**SET OF TASKS**
1: In the passage on Supreme Court oral arguments, what was the vote in Zivotofsky v. Clinton?
2: Reproduce the passage on Supreme Court oral arguments from "Another example is" to "went down 7-2.".
3: Write what comes next in the passage on Supreme Court oral arguments, picking up after its last sentence.

This term, the Supreme Court decided an important political question doctrine case, Zivotofsky v. Clinton (also known as MBZ v. Clinton). The legal blogs turned out in full force, with most of the forecasts based on the oral argument going in favor of [Sec. State] Clinton/the Executive. SCOTUSBlog’s Lyle Denniston wrote, “the Court appeared to be leaning toward giving the White House a more modest victory over Congress.” Slate’s Dahlia Lithwick concluded, “The court appears poised to decide the substantive question in this case and to support the president’s expansive view of executive authority.” A few months later, much to the surprise of apparently everyone but Zivotofsky’s attorney, the Court came down with an 8-1 decision against the Executive.
Another example is the case of Helling v. McKinney, a 1992 case about whether housing a nonsmoking inmate with a smoking inmate constituted cruel and unusual punishment under the 8th Amendment. Although the lawyer for Nevada’s prisons was admittedly atrocious, amicus curiae was the U.S. Government, represented by then-Deputy SG John G. Roberts. Roberts delivered a killer analogy to bolster Nevada’s case: “If a parent smokes and exposes children to secondary tobacco smoke, we don’t brand that as child abuse. It’s difficult to imagine how what we allow parents to do to children in the home is somehow cruel and unusual when done to a convicted felon in prison.” Roberts’ analogy clearly piqued the Court, which posed it to said felon’s lawyer, and received an unconvincing response. Yet despite apparently “winning” oral argument as much as Clement “won“ on Tuesday, Roberts’ side went down 7-2.

**SUPPLIED DATA**
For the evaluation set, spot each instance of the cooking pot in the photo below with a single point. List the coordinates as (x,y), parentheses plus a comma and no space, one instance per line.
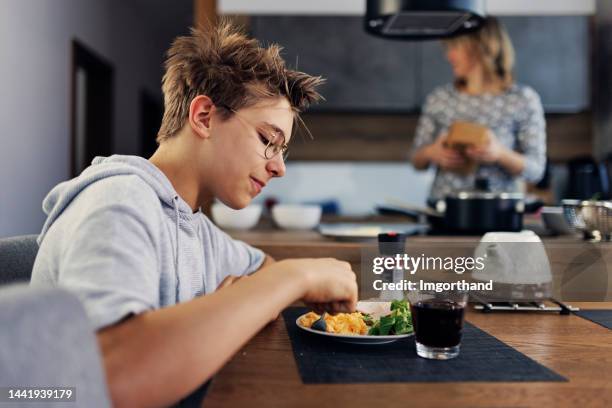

**SET OF ANSWERS**
1: 8-1, against the Executive.

2:
Another example is the case of Helling v. McKinney, a 1992 case about whether housing a nonsmoking inmate with a smoking inmate constituted cruel and unusual punishment under the 8th Amendment. Although the lawyer for Nevada’s prisons was admittedly atrocious, amicus curiae was the U.S. Government, represented by then-Deputy SG John G. Roberts. Roberts delivered a killer analogy to bolster Nevada’s case: “If a parent smokes and exposes children to secondary tobacco smoke, we don’t brand that as child abuse. It’s difficult to imagine how what we allow parents to do to children in the home is somehow cruel and unusual when done to a convicted felon in prison.” Roberts’ analogy clearly piqued the Court, which posed it to said felon’s lawyer, and received an unconvincing response. Yet despite apparently “winning” oral argument as much as Clement “won“ on Tuesday, Roberts’ side went down 7-2.

3:
The problem with divination from oral argument is that it makes too much of too little. As any lawyer or law student knows, the briefs have much greater weight for the bench than oral argument. Paul Clement explained, “I’m a big believer that oral argument makes a difference, but I’m also a big believer that comparably the briefs make even more of a difference.” Of course, a justice’s understanding of the law trumps both. I notice that despite his usual recalcitrance, we are all very confident in Justice Thomas’ vote in the healthcare case. And even a terrible oral argument from one’s opponent may not spare the other side from the cold hard merits (e.g. the respondent’s argument in U.S. v. Alvarez was cringe-worthy, but I’d bet Alvarez wins nonetheless).
Ultimately, the commentary on the healthcare oral arguments is interesting and informative to read, but should be taken with a heavy brick of salt. I suspect if any journalists or law professors could actually predict outcomes of cases with great accuracy and confidence, they would have long ago retired their pens to make fortunes in financial markets.